→ Wybrany fragment
Wojskowa defilada pomimo pandemii. "To dla nas świętość. Nie mogliśmy inaczej"

Źródło:
PAP

Władze Białorusi nie zrezygnowały z przeprowadzenia defilady z okazji 9 maja mimo trwającej w kraju pandemii COVID-19. - To dla nas świętość. Nie mogliśmy inaczej – mówił podczas uroczystości w Mińsku prezydent Alaksandr Łukaszenka. - Niedopuszczalna jest dla nas nawet myśl, by sprzeniewierzyć się tradycji, która już 75 lat sławi historię wielkiego czynu zwycięzców - oświadczył.

OGLĄDAJ TVN24 W INTERNECIE NA TVN24 GO >>>

- To jest dla nas święty dzień – powiedział Łukaszenka, rozpoczynając uroczystości z okazji 9 maja. Tego dnia Białoruś obchodzi rocznicę zwycięstwa ZSRR w Wielkiej Wojnie Ojczyźnianej (1941-1945).

- Nie chodzi o demonstrację siły, lecz o oddanie hołdu pamięci – podkreślił Łukaszenka, mówiąc o defiladzie.

"Niedopuszczalna jest dla nas nawet myśl, by sprzeniewierzyć się tradycji"

- Tragedia narodu białoruskiego, który niósł na swych barkach tytaniczne brzemię strat i zniszczeń najbrutalniejszej wojny XX wieku, jest nieporównywalna z jakimiś trudnościami dnia dzisiejszego. Niedopuszczalna jest dla nas nawet myśl, by sprzeniewierzyć się tradycji, która już 75 lat sławi historię wielkiego czynu zwycięzców – oświadczył Łukaszenka.

→ Ćwiczenia
1/ Zwróć dosłownie część tekstu o defiladzie w Mińsku: wszystko od „Władze Białorusi nie” w dół aż do „zwycięzców - oświadczył.”.
2/ Przeredaguj krócej akapit tekstu o defiladzie, który zaczyna się od słów „Władze Białorusi nie zrezygnowały”, zachowując jego główne fakty.
3/ Jaką rocznicę Białoruś obchodzi 9 maja według tekstu o defiladzie?
Wiersze nie mają tu żadnego znaczenia.

→ Fragmenty wierszy
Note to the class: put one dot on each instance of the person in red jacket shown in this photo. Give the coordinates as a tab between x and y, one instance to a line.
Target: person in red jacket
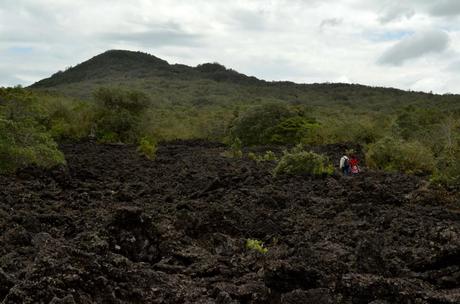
354	165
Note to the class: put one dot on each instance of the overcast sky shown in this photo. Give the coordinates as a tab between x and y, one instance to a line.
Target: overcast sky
412	44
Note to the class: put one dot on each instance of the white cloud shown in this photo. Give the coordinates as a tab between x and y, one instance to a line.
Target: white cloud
297	40
415	46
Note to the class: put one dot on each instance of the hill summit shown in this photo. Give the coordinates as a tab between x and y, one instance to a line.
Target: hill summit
116	64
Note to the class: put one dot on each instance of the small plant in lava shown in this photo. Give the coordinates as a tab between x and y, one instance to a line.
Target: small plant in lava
256	245
148	147
298	161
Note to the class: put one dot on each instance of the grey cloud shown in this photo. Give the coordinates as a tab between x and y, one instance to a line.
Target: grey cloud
249	19
415	46
396	12
155	38
330	22
445	8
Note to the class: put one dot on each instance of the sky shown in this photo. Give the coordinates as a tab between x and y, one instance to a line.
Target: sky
411	45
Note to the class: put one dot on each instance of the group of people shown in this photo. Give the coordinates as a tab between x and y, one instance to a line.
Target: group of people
349	165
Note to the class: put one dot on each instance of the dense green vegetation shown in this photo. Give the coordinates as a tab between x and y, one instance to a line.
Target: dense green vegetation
298	161
136	98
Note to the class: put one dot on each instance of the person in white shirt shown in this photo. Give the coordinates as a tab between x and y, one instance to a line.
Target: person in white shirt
345	165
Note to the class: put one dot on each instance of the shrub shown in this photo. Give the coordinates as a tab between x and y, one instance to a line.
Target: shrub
392	154
148	147
267	156
271	124
118	114
23	144
298	161
256	245
235	149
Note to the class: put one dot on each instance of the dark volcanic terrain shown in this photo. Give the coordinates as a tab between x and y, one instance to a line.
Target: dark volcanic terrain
118	228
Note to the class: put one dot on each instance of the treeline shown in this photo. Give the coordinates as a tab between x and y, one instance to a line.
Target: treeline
411	139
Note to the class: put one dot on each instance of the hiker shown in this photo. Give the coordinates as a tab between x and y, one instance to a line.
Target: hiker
345	165
354	165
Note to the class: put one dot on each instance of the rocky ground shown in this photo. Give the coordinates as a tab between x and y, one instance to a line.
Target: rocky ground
117	228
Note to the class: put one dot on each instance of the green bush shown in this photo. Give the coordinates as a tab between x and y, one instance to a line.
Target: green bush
148	147
397	155
23	144
256	245
118	114
271	124
298	161
267	156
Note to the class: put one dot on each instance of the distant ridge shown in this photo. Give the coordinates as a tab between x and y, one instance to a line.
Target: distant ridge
212	84
129	64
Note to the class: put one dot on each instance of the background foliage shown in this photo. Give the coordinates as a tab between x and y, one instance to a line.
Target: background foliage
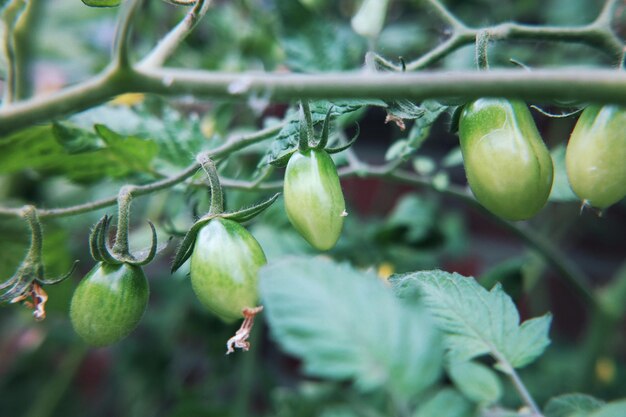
335	340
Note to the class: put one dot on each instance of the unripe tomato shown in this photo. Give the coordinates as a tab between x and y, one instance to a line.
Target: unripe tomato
596	156
109	302
224	268
508	167
313	198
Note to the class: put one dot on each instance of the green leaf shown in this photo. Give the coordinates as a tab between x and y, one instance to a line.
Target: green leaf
319	45
561	190
413	217
287	139
432	109
405	109
345	324
102	3
446	403
130	151
75	139
476	381
613	409
572	405
476	321
39	149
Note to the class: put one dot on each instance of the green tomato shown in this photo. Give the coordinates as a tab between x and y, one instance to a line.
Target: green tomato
508	167
313	198
109	303
224	268
596	156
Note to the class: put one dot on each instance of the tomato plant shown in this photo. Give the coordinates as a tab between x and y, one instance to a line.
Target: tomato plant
313	198
109	303
175	118
596	154
224	265
507	164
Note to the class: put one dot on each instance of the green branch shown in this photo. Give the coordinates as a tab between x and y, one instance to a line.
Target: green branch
170	42
604	86
599	34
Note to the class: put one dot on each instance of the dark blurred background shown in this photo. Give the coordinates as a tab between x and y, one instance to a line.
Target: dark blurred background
174	364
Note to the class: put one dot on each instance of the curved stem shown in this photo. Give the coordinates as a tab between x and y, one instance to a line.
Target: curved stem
217	195
228	148
120	53
166	46
482	44
124	200
307	134
29	213
603	86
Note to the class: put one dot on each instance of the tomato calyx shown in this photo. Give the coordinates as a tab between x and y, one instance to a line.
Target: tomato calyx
101	251
26	285
306	138
240	339
216	210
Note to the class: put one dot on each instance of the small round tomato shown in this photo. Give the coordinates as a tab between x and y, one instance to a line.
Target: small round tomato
109	303
508	167
596	156
313	198
224	268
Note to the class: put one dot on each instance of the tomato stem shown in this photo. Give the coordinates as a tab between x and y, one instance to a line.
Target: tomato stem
482	44
124	199
36	241
217	195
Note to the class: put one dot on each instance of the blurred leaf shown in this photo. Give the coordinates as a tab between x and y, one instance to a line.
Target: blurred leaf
561	190
572	405
37	148
446	403
424	115
75	139
287	139
413	217
613	409
130	151
424	165
477	321
476	381
319	45
405	109
345	324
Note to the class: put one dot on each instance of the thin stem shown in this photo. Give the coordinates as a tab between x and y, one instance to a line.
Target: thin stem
10	15
217	195
482	45
124	200
23	34
120	53
36	241
166	46
307	129
523	392
606	14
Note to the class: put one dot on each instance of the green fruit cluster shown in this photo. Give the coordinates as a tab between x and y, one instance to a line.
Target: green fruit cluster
510	171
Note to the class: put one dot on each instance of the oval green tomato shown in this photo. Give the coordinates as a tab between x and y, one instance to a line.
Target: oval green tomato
224	268
596	156
109	303
313	198
508	167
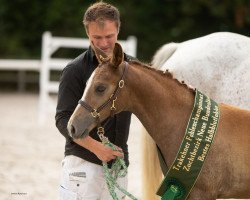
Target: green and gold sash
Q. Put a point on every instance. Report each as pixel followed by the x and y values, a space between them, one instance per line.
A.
pixel 198 138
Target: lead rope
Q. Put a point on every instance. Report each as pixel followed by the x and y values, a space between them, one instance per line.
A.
pixel 118 169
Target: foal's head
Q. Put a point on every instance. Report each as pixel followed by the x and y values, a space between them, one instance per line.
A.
pixel 103 94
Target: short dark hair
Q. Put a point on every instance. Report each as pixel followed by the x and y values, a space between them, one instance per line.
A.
pixel 100 11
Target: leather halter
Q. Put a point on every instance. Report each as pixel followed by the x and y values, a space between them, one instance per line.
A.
pixel 96 112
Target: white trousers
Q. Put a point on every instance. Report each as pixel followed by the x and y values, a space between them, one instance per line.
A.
pixel 83 180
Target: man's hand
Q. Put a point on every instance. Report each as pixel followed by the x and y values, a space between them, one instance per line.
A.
pixel 103 152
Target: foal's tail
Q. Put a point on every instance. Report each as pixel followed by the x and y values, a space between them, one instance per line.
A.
pixel 163 54
pixel 151 170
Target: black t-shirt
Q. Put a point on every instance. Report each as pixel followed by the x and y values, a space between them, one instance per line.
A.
pixel 72 85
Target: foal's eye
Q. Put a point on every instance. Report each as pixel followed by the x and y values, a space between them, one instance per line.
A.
pixel 100 88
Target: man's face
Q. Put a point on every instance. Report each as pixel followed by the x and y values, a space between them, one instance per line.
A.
pixel 104 35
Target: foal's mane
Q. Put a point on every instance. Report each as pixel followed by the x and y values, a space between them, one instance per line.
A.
pixel 162 73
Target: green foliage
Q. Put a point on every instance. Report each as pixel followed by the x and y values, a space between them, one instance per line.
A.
pixel 153 22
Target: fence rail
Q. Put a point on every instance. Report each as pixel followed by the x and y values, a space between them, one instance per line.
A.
pixel 50 44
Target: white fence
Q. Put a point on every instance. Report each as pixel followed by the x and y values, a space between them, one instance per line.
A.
pixel 50 45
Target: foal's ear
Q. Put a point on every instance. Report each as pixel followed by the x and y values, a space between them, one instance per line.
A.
pixel 100 54
pixel 118 55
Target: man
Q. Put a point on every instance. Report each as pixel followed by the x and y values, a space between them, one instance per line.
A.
pixel 82 174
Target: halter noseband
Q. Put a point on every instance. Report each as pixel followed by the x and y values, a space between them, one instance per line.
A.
pixel 96 112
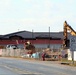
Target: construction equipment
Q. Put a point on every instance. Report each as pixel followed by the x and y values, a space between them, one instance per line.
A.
pixel 67 28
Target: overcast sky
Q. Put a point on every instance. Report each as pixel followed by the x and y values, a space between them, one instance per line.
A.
pixel 36 15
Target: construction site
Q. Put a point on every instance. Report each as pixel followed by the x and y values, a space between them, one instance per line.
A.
pixel 25 44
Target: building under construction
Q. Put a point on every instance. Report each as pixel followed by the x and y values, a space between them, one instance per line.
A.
pixel 53 40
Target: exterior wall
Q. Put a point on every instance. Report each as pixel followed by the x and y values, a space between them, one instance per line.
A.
pixel 52 46
pixel 39 43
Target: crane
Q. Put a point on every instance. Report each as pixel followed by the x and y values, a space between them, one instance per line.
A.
pixel 67 28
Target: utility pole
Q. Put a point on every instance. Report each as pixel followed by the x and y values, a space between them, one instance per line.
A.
pixel 49 38
pixel 32 36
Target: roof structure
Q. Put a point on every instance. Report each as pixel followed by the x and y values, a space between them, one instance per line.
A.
pixel 28 34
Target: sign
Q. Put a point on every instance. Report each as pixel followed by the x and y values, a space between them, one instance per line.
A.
pixel 73 43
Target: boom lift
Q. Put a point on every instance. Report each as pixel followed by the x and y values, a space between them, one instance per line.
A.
pixel 67 28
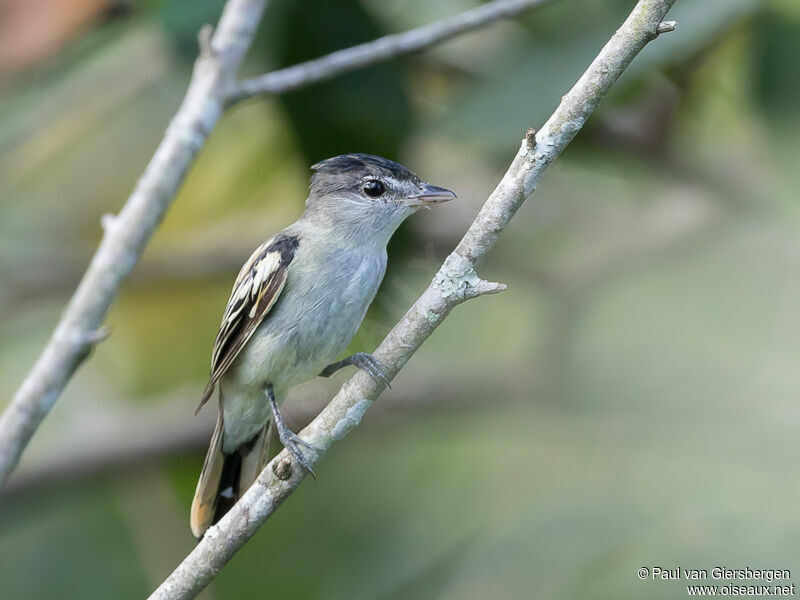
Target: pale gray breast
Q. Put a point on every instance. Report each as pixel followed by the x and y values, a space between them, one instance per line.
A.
pixel 327 293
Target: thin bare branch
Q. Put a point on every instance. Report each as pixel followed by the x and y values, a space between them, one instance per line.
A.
pixel 449 288
pixel 380 50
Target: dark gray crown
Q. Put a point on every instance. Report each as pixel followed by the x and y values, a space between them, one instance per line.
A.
pixel 347 170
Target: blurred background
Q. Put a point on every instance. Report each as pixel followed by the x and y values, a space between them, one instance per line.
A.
pixel 630 401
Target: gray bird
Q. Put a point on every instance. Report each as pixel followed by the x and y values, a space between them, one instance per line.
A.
pixel 296 304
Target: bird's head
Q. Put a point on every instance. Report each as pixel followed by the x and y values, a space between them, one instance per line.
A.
pixel 369 192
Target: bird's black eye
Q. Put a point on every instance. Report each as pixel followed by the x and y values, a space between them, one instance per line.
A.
pixel 374 188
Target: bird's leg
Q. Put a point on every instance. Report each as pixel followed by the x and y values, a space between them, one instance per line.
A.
pixel 290 440
pixel 362 360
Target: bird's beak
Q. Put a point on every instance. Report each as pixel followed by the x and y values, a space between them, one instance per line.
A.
pixel 428 194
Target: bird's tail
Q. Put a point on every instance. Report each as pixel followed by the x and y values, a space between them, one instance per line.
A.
pixel 225 476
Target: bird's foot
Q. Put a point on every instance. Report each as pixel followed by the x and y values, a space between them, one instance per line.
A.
pixel 293 442
pixel 290 440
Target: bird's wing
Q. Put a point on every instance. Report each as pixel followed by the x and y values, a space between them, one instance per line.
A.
pixel 256 290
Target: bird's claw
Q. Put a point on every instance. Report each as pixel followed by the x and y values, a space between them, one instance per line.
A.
pixel 292 442
pixel 367 362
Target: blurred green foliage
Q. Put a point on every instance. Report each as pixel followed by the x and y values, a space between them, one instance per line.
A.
pixel 630 401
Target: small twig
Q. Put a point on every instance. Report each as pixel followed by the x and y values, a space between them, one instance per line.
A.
pixel 447 290
pixel 379 50
pixel 666 27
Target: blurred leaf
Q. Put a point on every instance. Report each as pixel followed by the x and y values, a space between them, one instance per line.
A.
pixel 777 77
pixel 365 111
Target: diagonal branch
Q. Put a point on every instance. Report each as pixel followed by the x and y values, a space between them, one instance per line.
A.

→ Rozwiązane zadania
1/
Władze Białorusi nie zrezygnowały z przeprowadzenia defilady z okazji 9 maja mimo trwającej w kraju pandemii COVID-19. - To dla nas świętość. Nie mogliśmy inaczej – mówił podczas uroczystości w Mińsku prezydent Alaksandr Łukaszenka. - Niedopuszczalna jest dla nas nawet myśl, by sprzeniewierzyć się tradycji, która już 75 lat sławi historię wielkiego czynu zwycięzców - oświadczył.

2/ Mimo pandemii COVID-19 władze Białorusi nie zrezygnowały z defilady z okazji 9 maja. Prezydent Alaksandr Łukaszenka mówił podczas uroczystości w Mińsku, że to dla nich świętość. Dodał, że niedopuszczalna jest nawet myśl o sprzeniewierzeniu się tradycji, która od 75 lat sławi czyn zwycięzców.

3/ Rocznicę zwycięstwa ZSRR w Wielkiej Wojnie Ojczyźnianej (1941-1945).